ENUNCIADO: Enumera los territorios entre los que, según el fragmento sobre Quneitra, se desarrollaba el comercio de las caravanas.

FRAGMENTO DEL DOCUMENTO:
——

Karim Ibn Abdullah es un joven de 26 años que nació en el pueblo de Khân Arnabah, muy cerca de Quneitra. Cuenta que su familia dejó la ciudad cuando la ocupación en 1967 y que no les quedan muchas esperanzas de poder volver, porque sus padres son ya ancianos. Tanto él como sus hermanos viven en el extranjero. "Tengo dos hermanos en Alemania y otro en Arabia Saudí. Aquí no teníamos futuro, porque este pueblo es el último en una carretera que lleva a ninguna parte. Ahora trabajo en Arabia Saudí, como conductor. Mis padres siempre nos animaron a guardar la memoria de Quneitra. Quizás mis hermanas puedan reconstruir la casa un día y sus hijos empiecen allí una nueva vida. ¡Inshallah!", exclama mostrando un vídeo de las ruinas que guarda en su móvil.
Ironías del destino, porque el nombre de Quneitra deriva del diminutivo de la palabra árabe qantara, que significa "puente", y desde tiempos inmemorables ha sido un lugar estratégico para el comercio de las caravanas entre Siria, Jordania, Palestina y Líbano con las rutas del mar Mediterráneo.
Khaled, nuestro guía militar sirio, -que así dice llamarse porque no tiene permitido dar su nombre completo-, señala la fachada de un edificio devorado por la metralla.
"Este edificio fue en su día un magnífico hospital, pero los sionistas lo convirtieron en un campo de entrenamiento de tiro cuando ocuparon la ciudad, y así lo dejaron al marcharse", cuenta indignado.

——

DATOS PROPORCIONADOS:
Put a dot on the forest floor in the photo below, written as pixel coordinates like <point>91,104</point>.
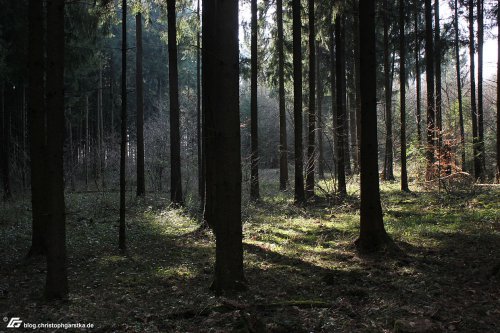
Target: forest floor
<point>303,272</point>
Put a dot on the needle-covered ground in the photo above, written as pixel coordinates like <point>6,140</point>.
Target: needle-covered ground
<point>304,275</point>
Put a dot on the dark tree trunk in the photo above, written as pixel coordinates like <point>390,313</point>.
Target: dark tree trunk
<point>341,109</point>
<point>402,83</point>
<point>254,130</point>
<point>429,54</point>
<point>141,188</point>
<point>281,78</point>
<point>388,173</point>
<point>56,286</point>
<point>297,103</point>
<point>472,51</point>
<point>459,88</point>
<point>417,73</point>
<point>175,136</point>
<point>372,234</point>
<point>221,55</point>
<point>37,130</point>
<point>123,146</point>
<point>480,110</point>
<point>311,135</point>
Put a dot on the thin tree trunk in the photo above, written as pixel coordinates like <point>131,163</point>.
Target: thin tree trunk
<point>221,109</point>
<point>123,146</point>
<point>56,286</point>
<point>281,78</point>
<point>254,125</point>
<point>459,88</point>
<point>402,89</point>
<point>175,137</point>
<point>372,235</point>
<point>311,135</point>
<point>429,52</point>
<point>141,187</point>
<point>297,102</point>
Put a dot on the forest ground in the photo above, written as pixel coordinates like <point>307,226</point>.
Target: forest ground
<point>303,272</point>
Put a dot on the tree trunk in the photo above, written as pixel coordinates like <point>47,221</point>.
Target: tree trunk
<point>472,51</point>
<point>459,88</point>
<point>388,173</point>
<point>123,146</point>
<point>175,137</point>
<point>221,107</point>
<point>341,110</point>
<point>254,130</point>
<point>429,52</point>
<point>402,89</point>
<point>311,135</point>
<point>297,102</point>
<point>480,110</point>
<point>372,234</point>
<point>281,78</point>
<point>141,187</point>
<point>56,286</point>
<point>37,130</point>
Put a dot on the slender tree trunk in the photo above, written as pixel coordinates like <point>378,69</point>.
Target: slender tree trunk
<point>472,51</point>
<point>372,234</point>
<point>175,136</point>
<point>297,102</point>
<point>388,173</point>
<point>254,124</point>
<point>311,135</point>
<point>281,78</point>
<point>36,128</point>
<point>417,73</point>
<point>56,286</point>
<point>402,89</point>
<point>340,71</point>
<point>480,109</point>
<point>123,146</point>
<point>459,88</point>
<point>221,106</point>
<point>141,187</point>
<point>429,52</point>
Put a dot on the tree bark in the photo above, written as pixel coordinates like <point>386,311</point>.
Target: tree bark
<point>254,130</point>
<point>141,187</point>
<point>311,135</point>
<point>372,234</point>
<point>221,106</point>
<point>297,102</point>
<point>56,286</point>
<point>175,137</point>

——

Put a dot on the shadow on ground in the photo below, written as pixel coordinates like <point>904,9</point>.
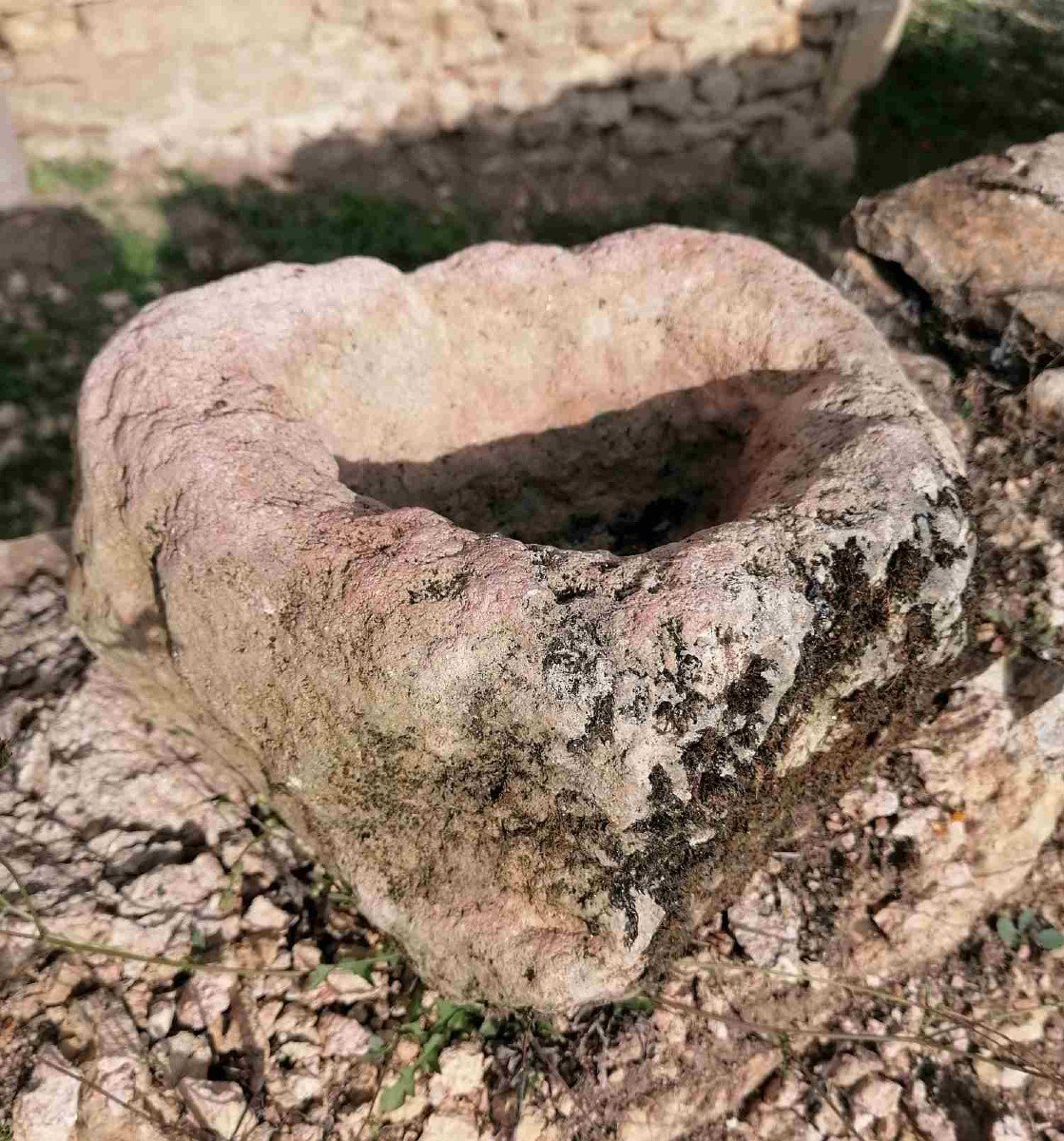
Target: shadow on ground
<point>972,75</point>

——

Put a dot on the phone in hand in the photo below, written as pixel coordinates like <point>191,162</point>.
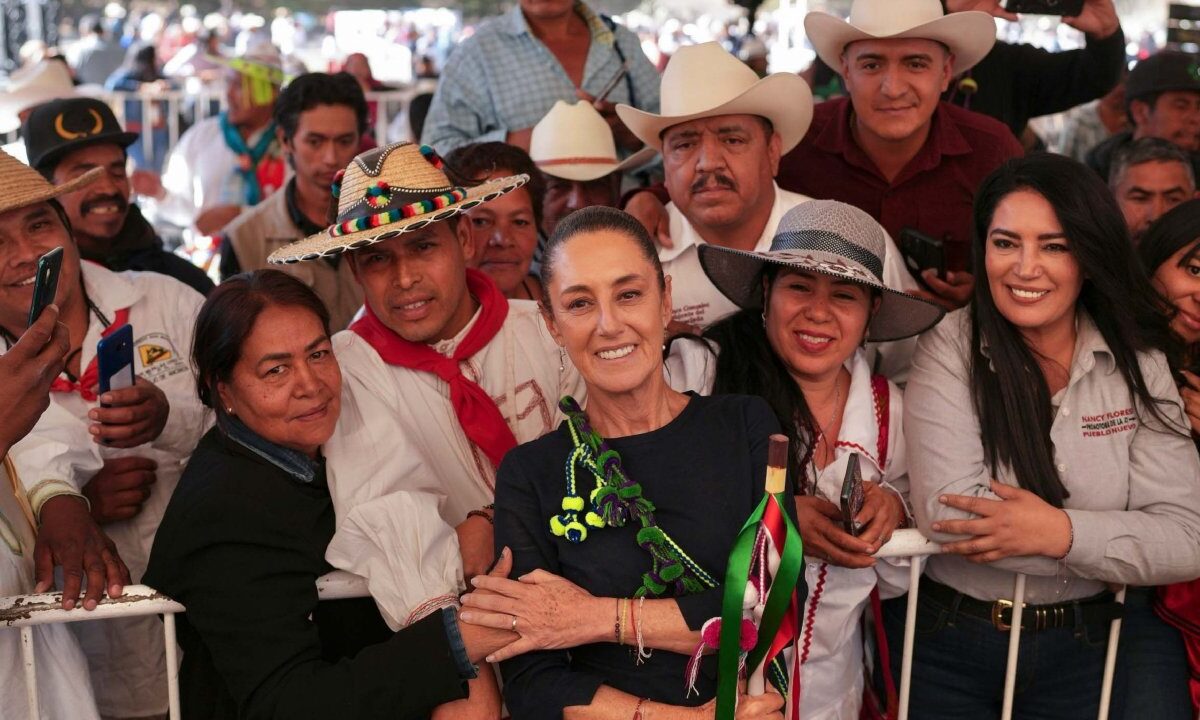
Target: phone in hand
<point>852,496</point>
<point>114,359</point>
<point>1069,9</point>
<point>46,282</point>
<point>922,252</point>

——

SOLUCIÓN: Siria, Jordania, Palestina y Líbano.